Reproduce the tail of the data exactly. It starts at the line containing "Label a point" and runs to the last line.

[Items from a data source]
....
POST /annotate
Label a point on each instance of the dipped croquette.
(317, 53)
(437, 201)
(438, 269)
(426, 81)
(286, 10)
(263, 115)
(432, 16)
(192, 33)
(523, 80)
....
◆ **Exercise output**
Label a point on each instance of the dipped croquette.
(317, 53)
(437, 201)
(438, 269)
(426, 81)
(286, 10)
(263, 115)
(432, 16)
(192, 33)
(523, 80)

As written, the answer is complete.